Would you retype the entries from the first line to the line bearing "target | green foliage", both included, leaving out every picture?

═════ Working data ═════

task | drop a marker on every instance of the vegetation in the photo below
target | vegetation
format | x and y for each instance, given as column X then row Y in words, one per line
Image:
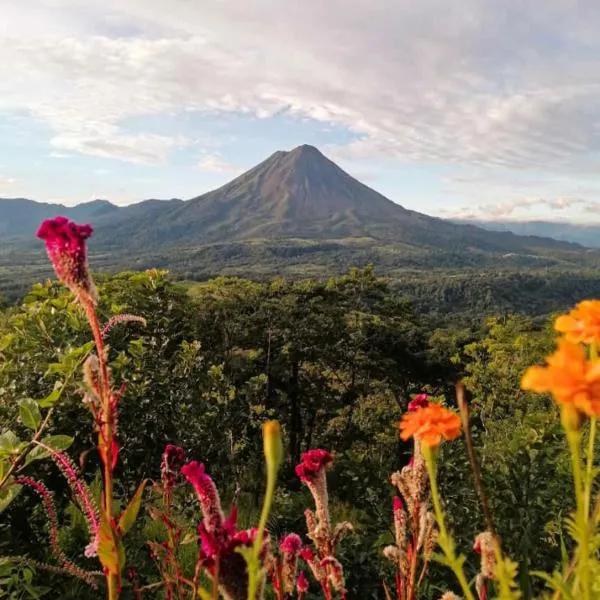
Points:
column 337, row 362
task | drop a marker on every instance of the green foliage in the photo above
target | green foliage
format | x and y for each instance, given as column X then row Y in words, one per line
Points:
column 335, row 361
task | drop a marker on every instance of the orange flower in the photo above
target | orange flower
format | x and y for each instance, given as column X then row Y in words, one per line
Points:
column 430, row 424
column 582, row 324
column 572, row 379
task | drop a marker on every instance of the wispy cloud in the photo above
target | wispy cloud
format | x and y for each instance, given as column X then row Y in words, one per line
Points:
column 7, row 181
column 507, row 210
column 215, row 164
column 471, row 82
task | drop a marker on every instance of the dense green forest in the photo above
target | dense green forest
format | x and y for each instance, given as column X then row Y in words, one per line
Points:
column 336, row 361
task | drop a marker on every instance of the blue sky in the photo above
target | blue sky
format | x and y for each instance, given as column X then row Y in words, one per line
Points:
column 471, row 108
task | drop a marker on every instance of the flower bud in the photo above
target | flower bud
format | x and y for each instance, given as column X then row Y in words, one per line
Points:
column 272, row 444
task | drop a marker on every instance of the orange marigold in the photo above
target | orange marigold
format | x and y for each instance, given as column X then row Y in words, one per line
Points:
column 582, row 324
column 430, row 424
column 570, row 377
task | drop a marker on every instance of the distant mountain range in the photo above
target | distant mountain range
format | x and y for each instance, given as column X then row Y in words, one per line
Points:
column 291, row 206
column 586, row 235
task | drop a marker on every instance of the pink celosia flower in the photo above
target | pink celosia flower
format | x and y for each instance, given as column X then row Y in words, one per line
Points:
column 307, row 554
column 207, row 493
column 398, row 504
column 312, row 462
column 291, row 544
column 219, row 537
column 290, row 548
column 419, row 401
column 302, row 583
column 66, row 248
column 82, row 494
column 50, row 509
column 170, row 466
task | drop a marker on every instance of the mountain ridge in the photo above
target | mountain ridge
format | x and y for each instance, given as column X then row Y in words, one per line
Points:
column 295, row 194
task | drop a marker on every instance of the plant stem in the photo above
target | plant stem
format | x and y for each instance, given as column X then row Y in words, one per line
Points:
column 254, row 575
column 444, row 540
column 574, row 439
column 589, row 467
column 106, row 433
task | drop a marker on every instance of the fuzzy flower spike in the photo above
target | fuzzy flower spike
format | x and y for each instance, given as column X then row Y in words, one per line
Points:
column 66, row 248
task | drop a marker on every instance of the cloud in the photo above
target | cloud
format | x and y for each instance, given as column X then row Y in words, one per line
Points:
column 472, row 82
column 506, row 210
column 7, row 181
column 215, row 164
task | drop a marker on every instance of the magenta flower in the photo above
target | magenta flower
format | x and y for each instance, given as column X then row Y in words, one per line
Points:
column 219, row 536
column 312, row 463
column 302, row 583
column 170, row 466
column 66, row 248
column 57, row 551
column 291, row 544
column 207, row 493
column 419, row 401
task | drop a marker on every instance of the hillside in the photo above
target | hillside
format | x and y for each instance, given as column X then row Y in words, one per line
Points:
column 295, row 214
column 578, row 233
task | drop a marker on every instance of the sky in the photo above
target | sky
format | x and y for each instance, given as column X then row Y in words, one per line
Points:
column 484, row 109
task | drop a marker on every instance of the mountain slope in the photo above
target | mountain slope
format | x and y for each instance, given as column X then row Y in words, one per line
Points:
column 298, row 195
column 586, row 235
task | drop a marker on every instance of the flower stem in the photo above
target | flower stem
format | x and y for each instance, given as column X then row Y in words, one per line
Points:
column 106, row 433
column 589, row 467
column 574, row 439
column 444, row 540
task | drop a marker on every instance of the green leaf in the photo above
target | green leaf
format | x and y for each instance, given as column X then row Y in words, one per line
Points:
column 8, row 494
column 129, row 515
column 9, row 443
column 56, row 442
column 30, row 414
column 51, row 398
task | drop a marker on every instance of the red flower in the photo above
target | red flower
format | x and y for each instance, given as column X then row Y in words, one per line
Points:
column 307, row 554
column 312, row 462
column 291, row 544
column 66, row 248
column 398, row 504
column 302, row 583
column 207, row 493
column 419, row 401
column 172, row 461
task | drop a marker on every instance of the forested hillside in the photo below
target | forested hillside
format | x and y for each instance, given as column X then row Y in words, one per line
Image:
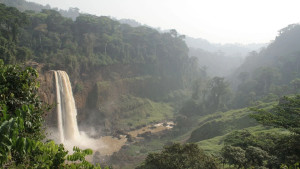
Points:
column 135, row 79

═════

Answer to this task =
task | drop a marker on every instance of the vegetation in the photo below
target | vegetation
format | x and y for each instance, given as column X then row Y in words, one per line
Image:
Points:
column 337, row 362
task | drop a marker on every instance of the green foliage in the photo above
target | green foliage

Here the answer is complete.